EXTRAIT DE PAGE:
La décroissance : un modèle économique d´avenir ?
Par Guillaume Duval et Christine Mounier
A
en croire les principaux média, le bien-être de tous passe par une croissance
soutenue. Pourtant, pour un nombre croissant de personnes, un modèle
économique d´avenir et responsable ne passe plus forcément par la croissance
économique, mais au contraire par la décroissance.
Décroissance ou développement durable ? : Deux camps s´opposent sur
les réponses à apporter aux problèmes environnementaux et aux besoins de la
population.
Les événements climatiques extrêmes se multiplient, les déchets
s´amoncellent, les nappes phréatiques s´épuisent ou sont polluées, le pétrole
va devenir rare et son contrôle fait l´objet de conflits de plus en plus
violents, que ce soit en Irak ou en Tchétchénie. Dans le même temps, la
capacité du système économique à répondre aux besoins sociaux est de plus en
plus contestée. Les inégalités mondiales se creusent et si une partie de
l´Asie est en train de sortir du sous-développement, c´est en adoptant un
mode de vie dévoreur de ressources non renouvelables. Bref, et chacun (ou
presque) en convient désormais : on va dans le mur et il faut changer de mode
de développement. Et pas dans un siècle, dès les prochaines années. Mais
comment faire ? Un débat de plus en plus vif oppose les partisans d´une «
décroissance soutenable », organisant le recul de l´économie monétaire, aux
tenants d´un « développement durable » permettant de concilier croissance et
écologie.
Sur la gravité de la situation, il n´y a pas de désaccord majeur entre les
tenants du développement durable et les partisans de la décroissance. Ernst
Ulrich von Weizsäcker, Amory et Hunter Lovins, tenants du développement
durable, reprennent à leur compte, dans leur rapport « Facteur 4 », les très
sombres prévisions établies par les Meadows dans leur célèbre rapport de 1972
au Club de Rome sur « les limites de la croissance ». Ils envisagent
notamment le risque d´un effondrement brutal des productions agricole et
industrielle et de la population mondiale dans les prochaines décennies.
Quant à Lester Brown, autre tenant du développement durable, il consacre,
dans Eco-économie, des pages aux « signes de la tension » qui ne rassurent
pas davantage sur l´avenir. Il n´y a pas non plus de divergence sur la
nécessité d´une décroissance très rapide de la consommation de matières
premières et d´énergie, en particulier, bien sûr, des énergies fossiles.
L´éco-efficience au secours de la croissance
En revanche, les avis s´opposent sur le moyen d´y parvenir. Les tenants de
l´éco-économie mettent en évidence les nombreux moyens techniques déjà connus
pour consommer beaucoup moins de matières premières et d´énergie tout en
produisant autant de biens et de services (à travers le recyclage et une
autre conception des produits). C´est le fameux « facteur 4 » d´Ernst Ulrich
von Weizsäcker : on peut produire autant avec quatre fois moins d´énergie et
de matières premières. D´autres, plus ambitieux encore, parlent de facteur
10. Sans être des ennemis du marché, les tenants de l´éco-économie ne croient
pas que les mécanismes marchands sont susceptibles de rétablir seuls les
équilibres écologiques. Ils misent sur des politiques publiques très actives
et sur une refonte des systèmes fiscaux en fonction de priorités écologiques.

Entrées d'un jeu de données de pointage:

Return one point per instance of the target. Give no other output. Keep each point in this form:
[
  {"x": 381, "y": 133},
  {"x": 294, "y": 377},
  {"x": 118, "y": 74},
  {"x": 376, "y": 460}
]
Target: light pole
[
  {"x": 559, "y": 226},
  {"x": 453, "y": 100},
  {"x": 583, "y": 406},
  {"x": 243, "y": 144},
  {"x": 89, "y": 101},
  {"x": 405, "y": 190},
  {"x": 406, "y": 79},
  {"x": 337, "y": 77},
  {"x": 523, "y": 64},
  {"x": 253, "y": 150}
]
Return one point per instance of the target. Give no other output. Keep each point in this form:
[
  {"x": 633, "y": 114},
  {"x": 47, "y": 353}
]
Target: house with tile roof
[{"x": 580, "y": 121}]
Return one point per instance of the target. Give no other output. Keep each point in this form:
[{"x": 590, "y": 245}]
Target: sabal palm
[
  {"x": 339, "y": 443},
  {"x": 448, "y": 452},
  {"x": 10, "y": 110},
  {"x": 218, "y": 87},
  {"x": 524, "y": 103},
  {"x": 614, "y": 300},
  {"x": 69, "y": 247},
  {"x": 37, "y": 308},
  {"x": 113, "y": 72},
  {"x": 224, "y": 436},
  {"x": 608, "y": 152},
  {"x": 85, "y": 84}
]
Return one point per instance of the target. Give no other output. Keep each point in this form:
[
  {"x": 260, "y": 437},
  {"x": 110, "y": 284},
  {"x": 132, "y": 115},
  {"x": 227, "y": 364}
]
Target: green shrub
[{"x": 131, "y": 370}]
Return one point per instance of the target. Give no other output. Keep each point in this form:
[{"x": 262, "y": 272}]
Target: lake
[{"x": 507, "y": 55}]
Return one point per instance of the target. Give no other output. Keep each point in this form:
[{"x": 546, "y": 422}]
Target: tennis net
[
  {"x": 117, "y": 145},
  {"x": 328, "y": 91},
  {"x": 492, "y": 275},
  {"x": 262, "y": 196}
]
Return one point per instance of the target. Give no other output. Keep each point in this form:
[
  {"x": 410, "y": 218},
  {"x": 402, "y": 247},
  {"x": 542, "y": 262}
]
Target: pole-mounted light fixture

À FAIRE: Mettez à jour le passage de l'article sur la décroissance qui commence par « Décroissance ou développement » et se poursuit jusqu'à « population. », en y remplaçant « population » par « société ».

RÉSULTAT OBTENU:
Décroissance ou développement durable ? : Deux camps s´opposent sur
les réponses à apporter aux problèmes environnementaux et aux besoins de la
société.